►

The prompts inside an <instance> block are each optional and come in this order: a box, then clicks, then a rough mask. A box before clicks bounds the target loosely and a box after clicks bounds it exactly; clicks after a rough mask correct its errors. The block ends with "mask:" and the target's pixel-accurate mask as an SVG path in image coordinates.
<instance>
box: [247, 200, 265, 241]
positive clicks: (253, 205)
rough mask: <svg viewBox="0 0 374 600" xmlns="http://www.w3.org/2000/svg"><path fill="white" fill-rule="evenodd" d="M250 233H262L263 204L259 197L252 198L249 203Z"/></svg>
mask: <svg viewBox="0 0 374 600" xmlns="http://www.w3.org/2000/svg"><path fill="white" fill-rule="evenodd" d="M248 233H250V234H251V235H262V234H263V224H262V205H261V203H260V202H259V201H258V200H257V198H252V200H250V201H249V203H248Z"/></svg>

◄

Exercise objective:
Rewrite the listing above with every "clicks" changed to "points" and nothing else altered.

Solution to this exercise:
The prompts inside an <instance> block are each optional and come in this order: a box, then points, then a rough mask. A box before points bounds the target loosely and a box after points bounds it exactly; points after a rough mask correct its errors. The block ends with "mask:" and the target's pixel-accurate mask as an SVG path in image coordinates.
<instance>
box: [247, 200, 265, 241]
positive points: (253, 205)
rough mask: <svg viewBox="0 0 374 600" xmlns="http://www.w3.org/2000/svg"><path fill="white" fill-rule="evenodd" d="M250 233H262L263 204L259 197L252 198L249 203Z"/></svg>
mask: <svg viewBox="0 0 374 600" xmlns="http://www.w3.org/2000/svg"><path fill="white" fill-rule="evenodd" d="M248 233H250V234H251V235H262V234H263V224H262V205H261V203H260V202H259V201H258V200H257V198H252V200H250V201H249V203H248Z"/></svg>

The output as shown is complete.